Por ejemplo, J.
Dubois, investigador francés, sostiene que proyectando el avance tecnológico
actual, según se desprende de diversas investigaciones que se están
desarrollando en distintos centros especializados, para el año 2025 habrá sólo
un 2% de obreros asalariados en el mundo y otro tanto ocurrirá en el sector de
los servicios. Aunque pueda parecer una afirmación excesivamente arriesgada, no
por ello el problema que señala deja de tener una presencia inquietante.
No pocos
investigadores han comparado la revolución actual, la tecnológico-inteligente-robótica,
con la revolución del Neolítico en la que el hombre descubre la agricultura, se
enraíza en un territorio y funda pueblos. Aquella produjo un salto de la
evolución que impulsó a la humanidad por caminos totalmente nuevos. La
revolución en curso es pensada como un salto similar, por lo que pareciera que el
modo de pensar las estructuras sociales anteriores no es de utilidad, por sí
mismo, para avanzar ante este nuevo desafío. En un reportaje publicado por el
diario Clarín un prestigioso intelectual austríaco, Andre Gorz (1923-2007) hace
afirmaciones que van en la misma dirección y dan para pensar:
El
trabajo asalariado está en vías de desaparición como base principal para
construir la propia vida, una identidad social, un futuro personal. Pero tomar
conciencia de este hecho tiene un alcance esencialmente subversivo, pues
mientras a la gente se le diga: su trabajo es la base de la vida, es el
fundamento de la sociedad, es el principio de la cohesión social, no hay más
sociedad posible que ésa, con lo cual la gente se vuelve psicológica, política y
socialmente dependiente del empleo. Por lo tanto, se esfuerza a los individuos
a tratar de conseguir a toda costa uno de esos empleos cada vez menos
frecuentes. El discurso sobre el carácter central del trabajo, sobre la
perpetuidad de la sociedad laboral, de la sociedad salarial, tiene una función
de estrategia de poder de parte de la burguesía, del capital y de los
empleadores.

- _Registros proporcionados_
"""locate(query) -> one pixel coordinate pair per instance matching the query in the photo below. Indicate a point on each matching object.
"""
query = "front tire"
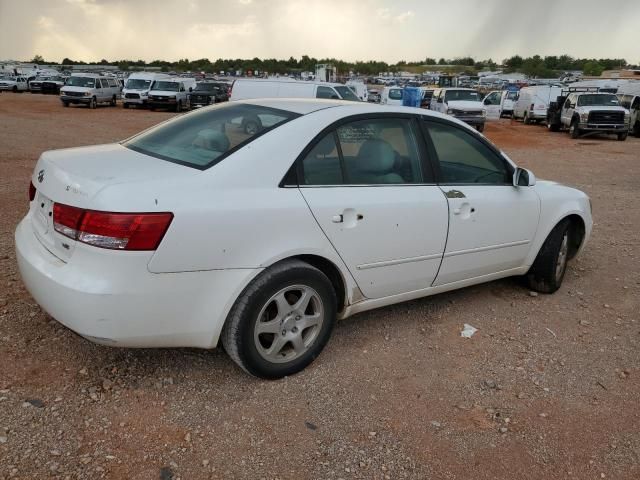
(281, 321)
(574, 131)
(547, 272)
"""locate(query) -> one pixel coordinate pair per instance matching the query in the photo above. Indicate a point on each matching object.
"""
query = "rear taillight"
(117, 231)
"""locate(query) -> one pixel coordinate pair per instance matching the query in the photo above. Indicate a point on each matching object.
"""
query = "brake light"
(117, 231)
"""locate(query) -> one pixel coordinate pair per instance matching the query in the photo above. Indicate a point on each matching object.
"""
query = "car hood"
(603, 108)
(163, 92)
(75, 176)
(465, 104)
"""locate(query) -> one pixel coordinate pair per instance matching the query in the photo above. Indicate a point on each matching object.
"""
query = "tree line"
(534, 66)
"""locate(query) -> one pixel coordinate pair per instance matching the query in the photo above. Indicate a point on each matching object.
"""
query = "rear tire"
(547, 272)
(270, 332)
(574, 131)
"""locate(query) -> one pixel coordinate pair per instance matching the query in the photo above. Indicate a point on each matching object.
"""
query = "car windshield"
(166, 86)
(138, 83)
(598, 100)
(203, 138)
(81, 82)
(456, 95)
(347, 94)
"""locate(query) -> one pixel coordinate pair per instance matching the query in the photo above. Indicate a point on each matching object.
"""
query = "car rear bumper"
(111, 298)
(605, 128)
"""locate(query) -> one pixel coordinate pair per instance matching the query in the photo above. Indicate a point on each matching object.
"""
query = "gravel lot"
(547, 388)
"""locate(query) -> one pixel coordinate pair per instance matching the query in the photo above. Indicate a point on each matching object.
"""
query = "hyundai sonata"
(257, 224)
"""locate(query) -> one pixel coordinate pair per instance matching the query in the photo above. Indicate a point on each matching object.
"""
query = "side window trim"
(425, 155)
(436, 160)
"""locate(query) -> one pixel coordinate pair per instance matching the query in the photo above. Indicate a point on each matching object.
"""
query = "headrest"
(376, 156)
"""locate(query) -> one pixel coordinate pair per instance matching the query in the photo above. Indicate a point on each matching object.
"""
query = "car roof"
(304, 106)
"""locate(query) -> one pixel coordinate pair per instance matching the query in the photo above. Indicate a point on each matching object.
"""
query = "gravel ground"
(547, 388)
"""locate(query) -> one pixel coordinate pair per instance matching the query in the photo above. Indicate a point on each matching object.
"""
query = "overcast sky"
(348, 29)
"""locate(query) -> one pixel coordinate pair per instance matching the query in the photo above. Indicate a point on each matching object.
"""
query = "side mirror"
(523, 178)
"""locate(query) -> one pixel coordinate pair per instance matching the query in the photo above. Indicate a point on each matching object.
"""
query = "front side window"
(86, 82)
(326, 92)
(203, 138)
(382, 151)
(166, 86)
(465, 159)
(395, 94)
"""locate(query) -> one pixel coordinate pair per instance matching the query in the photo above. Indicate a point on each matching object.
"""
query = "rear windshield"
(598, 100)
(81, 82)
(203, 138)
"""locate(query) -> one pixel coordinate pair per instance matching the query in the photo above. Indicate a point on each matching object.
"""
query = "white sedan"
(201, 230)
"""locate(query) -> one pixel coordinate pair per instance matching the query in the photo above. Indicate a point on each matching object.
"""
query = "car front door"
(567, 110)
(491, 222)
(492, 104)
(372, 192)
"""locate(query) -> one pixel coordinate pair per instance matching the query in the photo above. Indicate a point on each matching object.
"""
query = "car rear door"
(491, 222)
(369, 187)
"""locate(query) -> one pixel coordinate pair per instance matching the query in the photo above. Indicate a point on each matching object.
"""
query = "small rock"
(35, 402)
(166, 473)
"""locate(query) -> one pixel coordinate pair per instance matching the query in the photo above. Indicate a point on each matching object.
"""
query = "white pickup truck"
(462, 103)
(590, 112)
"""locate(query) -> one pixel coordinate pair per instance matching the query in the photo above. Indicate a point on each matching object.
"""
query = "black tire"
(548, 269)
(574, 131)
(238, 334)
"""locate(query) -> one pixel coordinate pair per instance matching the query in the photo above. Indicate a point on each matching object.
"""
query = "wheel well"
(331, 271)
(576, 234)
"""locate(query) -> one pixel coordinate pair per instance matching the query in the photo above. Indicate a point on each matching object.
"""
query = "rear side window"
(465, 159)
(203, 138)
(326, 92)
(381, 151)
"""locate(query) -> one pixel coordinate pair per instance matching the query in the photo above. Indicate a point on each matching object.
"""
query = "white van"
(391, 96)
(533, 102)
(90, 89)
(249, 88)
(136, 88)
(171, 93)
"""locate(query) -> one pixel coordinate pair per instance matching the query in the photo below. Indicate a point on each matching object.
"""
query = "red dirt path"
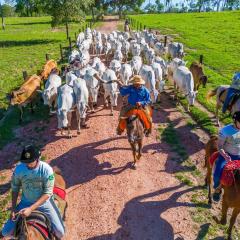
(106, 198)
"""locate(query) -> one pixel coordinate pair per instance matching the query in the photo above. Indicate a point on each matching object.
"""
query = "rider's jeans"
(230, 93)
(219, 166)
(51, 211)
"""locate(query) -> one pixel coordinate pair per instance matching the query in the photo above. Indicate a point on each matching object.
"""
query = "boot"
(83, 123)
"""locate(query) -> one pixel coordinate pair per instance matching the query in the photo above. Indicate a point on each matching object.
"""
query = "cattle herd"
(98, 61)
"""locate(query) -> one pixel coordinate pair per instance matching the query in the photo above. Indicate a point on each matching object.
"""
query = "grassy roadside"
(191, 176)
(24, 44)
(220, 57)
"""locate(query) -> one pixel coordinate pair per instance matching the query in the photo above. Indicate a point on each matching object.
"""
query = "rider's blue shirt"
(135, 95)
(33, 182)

- _Acciones a realizar_
[1] Traduce al inglés esta oración del texto sobre el trabajo y la revolución tecnológica: "No pocos investigadores han comparado la revolución actual, la tecnológico-inteligente-robótica, con la revolución del Neolítico en la que el hombre descubre la agricultura, se enraíza en un territorio y funda pueblos."
[2] Extrae de los registros todas las líneas que contengan la cadena "window", teniendo en cuenta las mayúsculas y minúsculas.

- _Respuestas_
[1] Quite a few researchers have compared the current revolution, the technological-intelligent-robotic one, with the Neolithic revolution in which man discovers agriculture, takes root in a territory, and founds villages.

[2]
query = "side window trim"
query = "front side window"
query = "rear side window"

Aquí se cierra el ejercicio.